Public Policy Crisis: Bears Go in the Woods
This is a page 1 story in today’s Washington Post: Animal waste is a major cause of pollution.
Does a bear leave its waste in the woods? Of course. So do geese, deer, muskrats, raccoons and other wild animals. And now, such states as Virginia and Maryland have determined that this plays a significant role in water pollution.
Scientists have run high-tech tests on harmful bacteria in local rivers and streams and found that many of the germs — and in the Potomac and Anacostia rivers, a majority of them– come from wildlife dung. The strange proposition that nature is apparently polluting itself has created a serious conundrum for government officials charged with cleaning up the rivers.
I’m not an environmental scientist but this is something I have long considered obvious. We needed a major study to figure out that wild animals poop outside? And it’s page 1 news?
It gets better!
Part of the problem lies with the unnaturally high populations of deer, geese and raccoons living in modern suburbs and depositing their waste there. But officials say it would be nearly impossible, and wildly unpopular, to kill or relocate enough animals to make a dent in even that segment of the pollution.
So, we shouldn’t try to round up all the wild animals to prevent them from pooping outside? Really? Perhaps fodder for another NSF grant: Would the animals continue producing waste if relocated?
That leaves scientists and environmentalists struggling with a more fundamental question: How clean should we expect nature to be? In certain cases, they say, the water standards themselves might be flawed, if they appear to forbid something as natural as wild animals leaving their dung in the woods. “You need to go back and say, ‘Maybe the standards aren’t exactly right’ if wildlife are causing the problem,” said Thomas Henry, an Environmental Protection Agency official who works on water pollution in the mid-Atlantic.

•••

* _ACTION ITEM 1_:
Extract the stretch of the post on wildlife waste and water pollution from "Does a bear" through "in water pollution.".
* _ACTION ITEM 2_:
Answer these questions from the post on wildlife waste and water pollution:
(a) Which two states are named as having determined that wildlife waste plays a significant role in water pollution?
(b) In which two rivers did a majority of the harmful bacteria come from wildlife dung?
(c) For which agency does Thomas Henry work?
* _ACTION ITEM 3_:
Continue the post on wildlife waste and water pollution from the point where it stops.
The point localization items after this text have no role in the work here.

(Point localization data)
•••

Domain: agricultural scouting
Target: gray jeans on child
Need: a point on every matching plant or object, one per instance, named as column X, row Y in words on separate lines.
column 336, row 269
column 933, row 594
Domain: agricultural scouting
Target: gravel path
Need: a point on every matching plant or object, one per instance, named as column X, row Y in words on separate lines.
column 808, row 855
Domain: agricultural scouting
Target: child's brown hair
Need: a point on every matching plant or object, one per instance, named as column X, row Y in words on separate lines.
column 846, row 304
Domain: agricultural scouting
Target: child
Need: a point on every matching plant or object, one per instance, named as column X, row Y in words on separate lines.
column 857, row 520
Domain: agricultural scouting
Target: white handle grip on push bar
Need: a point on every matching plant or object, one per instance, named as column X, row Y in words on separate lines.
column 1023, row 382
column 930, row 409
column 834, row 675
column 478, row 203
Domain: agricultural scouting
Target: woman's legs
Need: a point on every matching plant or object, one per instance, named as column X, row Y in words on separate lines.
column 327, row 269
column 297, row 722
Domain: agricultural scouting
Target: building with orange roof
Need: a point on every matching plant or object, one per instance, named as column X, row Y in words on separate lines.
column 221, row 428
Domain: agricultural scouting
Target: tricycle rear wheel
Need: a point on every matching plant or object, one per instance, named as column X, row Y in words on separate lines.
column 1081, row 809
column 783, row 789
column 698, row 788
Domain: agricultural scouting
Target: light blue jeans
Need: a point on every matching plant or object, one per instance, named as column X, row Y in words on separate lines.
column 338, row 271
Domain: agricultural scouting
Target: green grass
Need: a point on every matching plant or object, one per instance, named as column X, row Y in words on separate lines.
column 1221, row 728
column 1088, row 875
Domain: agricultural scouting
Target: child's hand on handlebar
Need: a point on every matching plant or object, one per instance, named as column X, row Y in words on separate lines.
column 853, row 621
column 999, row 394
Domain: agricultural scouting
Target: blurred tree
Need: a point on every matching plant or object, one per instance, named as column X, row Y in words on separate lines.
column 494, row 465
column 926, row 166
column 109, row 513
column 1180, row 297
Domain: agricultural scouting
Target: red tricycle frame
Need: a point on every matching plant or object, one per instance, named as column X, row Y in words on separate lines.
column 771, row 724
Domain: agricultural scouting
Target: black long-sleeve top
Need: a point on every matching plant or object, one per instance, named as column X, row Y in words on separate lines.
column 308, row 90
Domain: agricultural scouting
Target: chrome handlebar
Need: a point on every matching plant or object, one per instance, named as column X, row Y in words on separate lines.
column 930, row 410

•••

* _EXPECTED OUTPUT 1_:
Does a bear leave its waste in the woods? Of course. So do geese, deer, muskrats, raccoons and other wild animals. And now, such states as Virginia and Maryland have determined that this plays a significant role in water pollution.

* _EXPECTED OUTPUT 2_:
(a) Virginia and Maryland.
(b) The Potomac and the Anacostia.
(c) The Environmental Protection Agency.

* _EXPECTED OUTPUT 3_:
Well, no. Either water is safe for whatever purpose humans would put it to or it isn’t. The public policy question is what to do if it isn’t safe. Presumably, if the cause of the contaminants is human, we would redirect the activity. If it’s naturally occuring, we either stop using the water for the purposes for which it is unsafe or figure out a way to filter the water.
To some scientists, this makes perfect sense. They point out that a few wild animals have managed to thrive in the environments that humans create: Deer feast on suburban flowers; raccoons raid backyard pet-food bowls. Nonmigratory Canada geese, descended in part from geese brought to this area as live hunting decoys, have fallen so much in love with golf courses and groomed city parks that their East Coast population now stands at 1.1 million.
It could be the ultimate irony of people’s impact on nature that the entire system has changed so radically that wild animals now degrade their own environment. More animals means more bacteria-laden waste. Some of that is swept by storm water into rivers and streams.
News flash: Animals were degrading their own environment all along, just as humans have done. Life requires the consumption of resources and production of waste products. Animals adapt by changing habitats or evolving; otherwise, they die. Only humans create technological solutions to fix their environment.